**Task item**
Reproduce the full text on Iran's talks over the Russian uranium-enrichment proposal, with every word unchanged.

**Extract to read**
⟨

An Iranian delegation is due to travel to Moscow on February 20 to discuss a Russian proposal aimed at breaking the deadlock over Tehran's controversial nuclear activities. Under the proposal, Iran would allow uranium-enrichment activities to take place on Russian soil. In recent weeks Iran has showed some interest in the offer but some observers are expressing doubt that a deal can be reached in the near future.
Following Tehran's recent decision to resume small-scale uranium enrichment, together with contradictory statements by Iranian officials, there is growing skepticism that Iran will accept the compromise on enrichment offered by Russia.
Russia has proposed to carry out uranium enrichment for Iran and then give the fuel to the Islamic republic. There have been talks about setting up a joint venture for that purpose and even involving other countries.
Nuclear Fuel and Nuclear Bombs
The proposal would guarantee Iran the nuclear fuel it needs for the nuclear reactors it is building. At the same time, it would allay Western fears that Tehran could use the material secretly to develop nuclear weapons.
Enriched uranium can be used as fuel in civilian nuclear reactors but, at a high level of enrichment, it can also be used to produce nuclear bombs.
On January 25 Iran's top nuclear negotiator, Ali Larijani, said the Russian proposal is a good idea. But he added that Tehran believes the plan needs to be "improved" during talks.
On February 11, during a speech marking the anniversary of the 1979 Islamic Revolution, President Mahmud Ahmadinejad questioned the sincerity of the Russian proposal.
'Do You Think We Believe You?'
"They tell us: 'We accept that you need it, but you should not produce [nuclear] fuel yourself; we will produce the fuel somewhere else and we will deliver it to you.' We tell you: 'Strange! Do you think we believe you?'" he said.
On February 14, one day after Iran announced that talks with Russian officials in Moscow had been postponed, Iranian Supreme National Council Deputy Secretary Javad Vaidi announced that talks will resume in Moscow on February 20, but he said Iran insists on enriching uranium on its own soil.

⟩

Dataset items
⟨

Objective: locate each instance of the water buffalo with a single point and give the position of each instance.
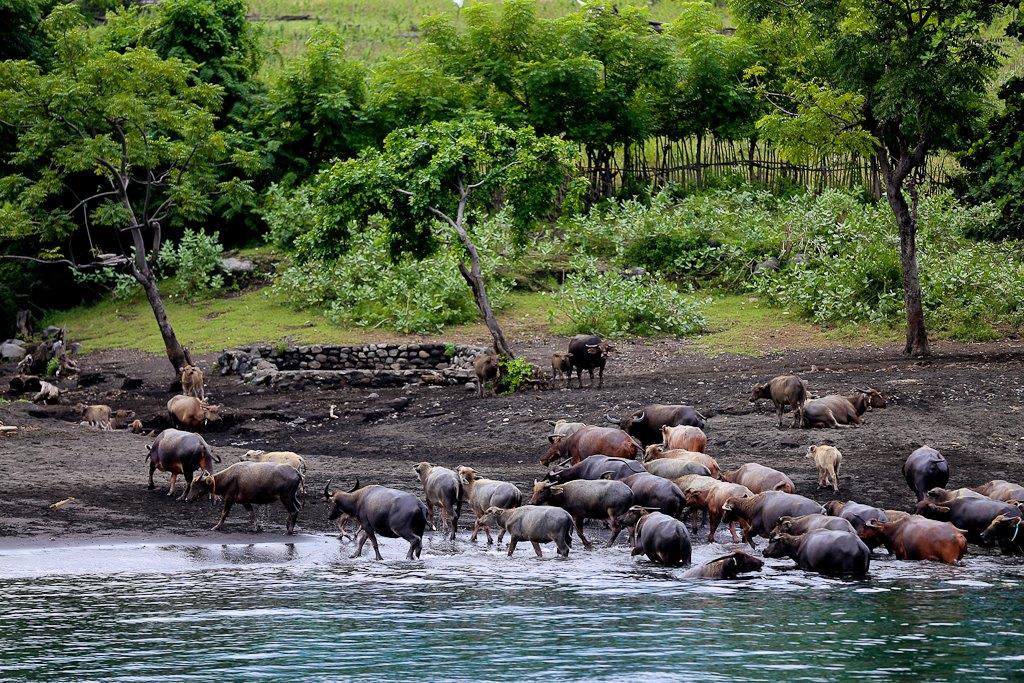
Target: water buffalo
(588, 352)
(656, 493)
(1000, 489)
(671, 468)
(663, 540)
(587, 499)
(596, 467)
(823, 551)
(941, 496)
(684, 437)
(726, 566)
(658, 452)
(392, 513)
(915, 538)
(760, 513)
(252, 483)
(645, 425)
(179, 453)
(712, 497)
(482, 494)
(858, 515)
(190, 413)
(561, 367)
(1008, 532)
(486, 368)
(832, 411)
(280, 457)
(590, 441)
(827, 460)
(971, 515)
(537, 523)
(441, 487)
(759, 478)
(786, 392)
(924, 469)
(805, 523)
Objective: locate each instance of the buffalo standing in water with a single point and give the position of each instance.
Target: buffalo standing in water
(392, 513)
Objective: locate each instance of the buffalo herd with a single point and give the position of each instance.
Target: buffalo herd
(647, 474)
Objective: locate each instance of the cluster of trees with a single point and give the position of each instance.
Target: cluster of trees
(117, 133)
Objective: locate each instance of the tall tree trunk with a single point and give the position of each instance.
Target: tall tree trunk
(916, 335)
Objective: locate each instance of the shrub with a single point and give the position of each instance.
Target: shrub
(608, 304)
(196, 263)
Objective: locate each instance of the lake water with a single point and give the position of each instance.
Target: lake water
(305, 611)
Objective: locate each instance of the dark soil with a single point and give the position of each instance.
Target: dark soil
(965, 400)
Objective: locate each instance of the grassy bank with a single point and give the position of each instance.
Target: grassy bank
(738, 325)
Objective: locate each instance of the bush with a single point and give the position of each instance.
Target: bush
(366, 288)
(196, 263)
(610, 305)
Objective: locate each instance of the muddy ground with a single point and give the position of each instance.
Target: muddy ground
(965, 400)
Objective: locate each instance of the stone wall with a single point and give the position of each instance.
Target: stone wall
(332, 367)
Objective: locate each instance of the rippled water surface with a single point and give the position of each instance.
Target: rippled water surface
(274, 611)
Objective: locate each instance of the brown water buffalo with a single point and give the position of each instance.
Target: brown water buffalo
(925, 469)
(684, 437)
(662, 539)
(760, 514)
(832, 411)
(658, 452)
(1008, 532)
(805, 523)
(971, 515)
(179, 453)
(392, 513)
(645, 425)
(190, 413)
(759, 478)
(712, 498)
(252, 483)
(1000, 489)
(588, 352)
(726, 566)
(596, 467)
(587, 499)
(916, 538)
(823, 551)
(786, 391)
(592, 441)
(827, 460)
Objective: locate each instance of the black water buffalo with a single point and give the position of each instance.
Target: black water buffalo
(663, 540)
(726, 566)
(588, 352)
(179, 453)
(823, 551)
(597, 467)
(252, 483)
(971, 515)
(760, 514)
(925, 469)
(392, 513)
(645, 425)
(784, 391)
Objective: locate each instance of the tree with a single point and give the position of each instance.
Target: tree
(430, 183)
(895, 80)
(111, 143)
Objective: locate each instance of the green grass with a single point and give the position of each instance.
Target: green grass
(374, 29)
(737, 324)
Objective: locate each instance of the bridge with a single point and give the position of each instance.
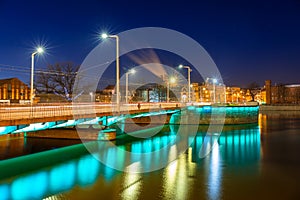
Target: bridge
(103, 117)
(23, 119)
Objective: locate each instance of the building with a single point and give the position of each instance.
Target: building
(14, 91)
(281, 93)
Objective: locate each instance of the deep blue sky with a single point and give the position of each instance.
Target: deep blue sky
(248, 40)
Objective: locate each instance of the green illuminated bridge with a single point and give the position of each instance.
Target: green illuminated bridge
(103, 117)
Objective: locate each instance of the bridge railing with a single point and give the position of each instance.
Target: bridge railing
(13, 112)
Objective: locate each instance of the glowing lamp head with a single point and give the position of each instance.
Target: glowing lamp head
(172, 80)
(104, 35)
(40, 50)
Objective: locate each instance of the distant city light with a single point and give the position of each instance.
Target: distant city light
(132, 71)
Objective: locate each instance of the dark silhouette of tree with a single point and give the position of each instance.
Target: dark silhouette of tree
(254, 89)
(58, 79)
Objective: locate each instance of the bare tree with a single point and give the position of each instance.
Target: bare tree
(58, 79)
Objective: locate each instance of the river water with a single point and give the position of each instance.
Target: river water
(260, 161)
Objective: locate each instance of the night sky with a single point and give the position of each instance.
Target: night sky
(248, 40)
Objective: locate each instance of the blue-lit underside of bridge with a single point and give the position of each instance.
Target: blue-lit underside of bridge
(95, 123)
(234, 115)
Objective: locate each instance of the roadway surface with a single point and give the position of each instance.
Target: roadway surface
(16, 114)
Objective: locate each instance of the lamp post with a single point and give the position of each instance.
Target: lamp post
(132, 71)
(104, 36)
(170, 80)
(214, 82)
(38, 50)
(189, 80)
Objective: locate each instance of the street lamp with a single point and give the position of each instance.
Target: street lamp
(132, 71)
(39, 50)
(214, 82)
(189, 80)
(104, 36)
(170, 80)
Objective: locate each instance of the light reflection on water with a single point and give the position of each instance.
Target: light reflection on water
(187, 177)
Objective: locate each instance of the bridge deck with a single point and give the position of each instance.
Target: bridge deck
(17, 115)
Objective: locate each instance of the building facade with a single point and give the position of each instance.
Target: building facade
(14, 90)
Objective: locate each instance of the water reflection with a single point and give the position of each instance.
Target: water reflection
(236, 146)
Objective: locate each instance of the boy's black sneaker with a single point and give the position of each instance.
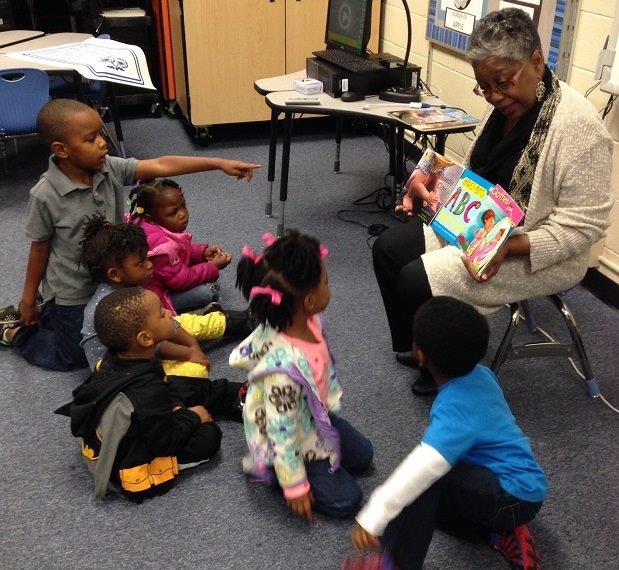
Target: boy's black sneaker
(239, 324)
(4, 341)
(424, 385)
(407, 359)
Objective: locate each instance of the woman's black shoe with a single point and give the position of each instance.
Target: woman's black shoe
(407, 359)
(424, 385)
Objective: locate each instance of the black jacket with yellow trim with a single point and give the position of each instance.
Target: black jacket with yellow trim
(145, 462)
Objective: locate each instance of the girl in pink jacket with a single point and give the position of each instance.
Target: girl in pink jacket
(183, 271)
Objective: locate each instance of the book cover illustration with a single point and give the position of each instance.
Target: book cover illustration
(439, 175)
(470, 213)
(434, 118)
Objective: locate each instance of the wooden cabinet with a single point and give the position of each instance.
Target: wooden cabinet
(220, 47)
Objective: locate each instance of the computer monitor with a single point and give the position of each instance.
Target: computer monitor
(349, 25)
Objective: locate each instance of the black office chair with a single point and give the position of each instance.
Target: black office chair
(546, 346)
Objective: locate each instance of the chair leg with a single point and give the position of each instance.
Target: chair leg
(505, 347)
(592, 384)
(5, 163)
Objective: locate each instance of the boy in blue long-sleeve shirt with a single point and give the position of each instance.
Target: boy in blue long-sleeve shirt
(474, 466)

⟩

**Your solution**
An Iranian delegation is due to travel to Moscow on February 20 to discuss a Russian proposal aimed at breaking the deadlock over Tehran's controversial nuclear activities. Under the proposal, Iran would allow uranium-enrichment activities to take place on Russian soil. In recent weeks Iran has showed some interest in the offer but some observers are expressing doubt that a deal can be reached in the near future.
Following Tehran's recent decision to resume small-scale uranium enrichment, together with contradictory statements by Iranian officials, there is growing skepticism that Iran will accept the compromise on enrichment offered by Russia.
Russia has proposed to carry out uranium enrichment for Iran and then give the fuel to the Islamic republic. There have been talks about setting up a joint venture for that purpose and even involving other countries.
Nuclear Fuel and Nuclear Bombs
The proposal would guarantee Iran the nuclear fuel it needs for the nuclear reactors it is building. At the same time, it would allay Western fears that Tehran could use the material secretly to develop nuclear weapons.
Enriched uranium can be used as fuel in civilian nuclear reactors but, at a high level of enrichment, it can also be used to produce nuclear bombs.
On January 25 Iran's top nuclear negotiator, Ali Larijani, said the Russian proposal is a good idea. But he added that Tehran believes the plan needs to be "improved" during talks.
On February 11, during a speech marking the anniversary of the 1979 Islamic Revolution, President Mahmud Ahmadinejad questioned the sincerity of the Russian proposal.
'Do You Think We Believe You?'
"They tell us: 'We accept that you need it, but you should not produce [nuclear] fuel yourself; we will produce the fuel somewhere else and we will deliver it to you.' We tell you: 'Strange! Do you think we believe you?'" he said.
On February 14, one day after Iran announced that talks with Russian officials in Moscow had been postponed, Iranian Supreme National Council Deputy Secretary Javad Vaidi announced that talks will resume in Moscow on February 20, but he said Iran insists on enriching uranium on its own soil.